◆ WHAT THIS TASK INVOLVES
Reproduce the rows from the line containing "Indicate a point on each instance of the moon" through the line containing "100), (121, 96)]", both ends included. Keep the requests unchanged, and add 125 to each x and y coordinate in the answers.

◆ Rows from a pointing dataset
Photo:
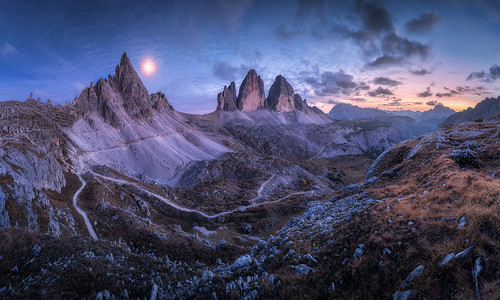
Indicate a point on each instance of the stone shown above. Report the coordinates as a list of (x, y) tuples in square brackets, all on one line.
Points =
[(299, 103), (302, 269), (464, 253), (476, 269), (462, 222), (466, 159), (403, 295), (243, 262), (226, 100), (447, 259), (154, 292), (416, 272), (106, 294), (359, 251), (36, 250), (251, 95), (310, 258), (281, 96)]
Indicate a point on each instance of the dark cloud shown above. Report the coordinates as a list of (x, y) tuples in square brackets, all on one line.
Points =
[(492, 75), (375, 17), (380, 91), (433, 103), (395, 102), (385, 61), (284, 33), (425, 94), (426, 22), (225, 71), (332, 101), (421, 72), (332, 83), (396, 45), (386, 81), (362, 86), (460, 90)]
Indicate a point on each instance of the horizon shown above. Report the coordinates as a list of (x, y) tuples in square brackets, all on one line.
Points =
[(384, 55)]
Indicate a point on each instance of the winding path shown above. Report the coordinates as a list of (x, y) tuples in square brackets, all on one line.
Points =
[(176, 206), (80, 211)]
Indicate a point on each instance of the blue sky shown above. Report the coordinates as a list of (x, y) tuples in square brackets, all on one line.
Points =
[(386, 54)]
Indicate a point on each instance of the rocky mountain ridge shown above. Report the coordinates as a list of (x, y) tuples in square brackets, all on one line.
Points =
[(489, 108), (251, 97)]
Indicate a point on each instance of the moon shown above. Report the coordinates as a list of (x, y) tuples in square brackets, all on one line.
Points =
[(148, 66)]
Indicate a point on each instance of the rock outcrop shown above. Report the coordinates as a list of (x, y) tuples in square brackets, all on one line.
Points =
[(251, 95), (281, 96), (299, 103), (489, 108), (226, 100), (121, 96)]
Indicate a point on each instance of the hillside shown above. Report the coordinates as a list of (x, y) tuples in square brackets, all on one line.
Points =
[(489, 108)]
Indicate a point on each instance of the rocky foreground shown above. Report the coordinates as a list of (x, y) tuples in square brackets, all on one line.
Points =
[(423, 224)]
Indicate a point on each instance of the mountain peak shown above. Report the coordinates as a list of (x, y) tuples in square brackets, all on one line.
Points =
[(281, 95), (120, 96), (125, 60), (251, 94)]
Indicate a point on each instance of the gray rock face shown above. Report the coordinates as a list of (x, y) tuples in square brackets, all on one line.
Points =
[(251, 95), (299, 103), (226, 100), (123, 94), (487, 109), (4, 215), (243, 262), (281, 95), (416, 272)]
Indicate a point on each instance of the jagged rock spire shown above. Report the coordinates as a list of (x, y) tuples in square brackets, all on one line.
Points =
[(251, 95), (281, 95), (121, 96), (226, 100)]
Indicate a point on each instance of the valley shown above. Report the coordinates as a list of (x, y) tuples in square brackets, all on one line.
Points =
[(118, 195)]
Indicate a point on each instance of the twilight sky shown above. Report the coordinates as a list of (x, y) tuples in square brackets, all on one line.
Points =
[(386, 54)]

◆ RESULT OF THIS EXERCISE
Indicate a point on each instance of the moon shown above. Report the coordinates as a list of (x, y) tuples in square brackets, all on one line.
Points =
[(273, 191)]
Indicate a point on each instance of the rock outcrop shown above. Report the coordinates as a list of (x, y) tuples in square brackets, all on one line.
Points =
[(376, 220), (406, 221), (424, 228), (614, 233), (351, 225), (246, 221)]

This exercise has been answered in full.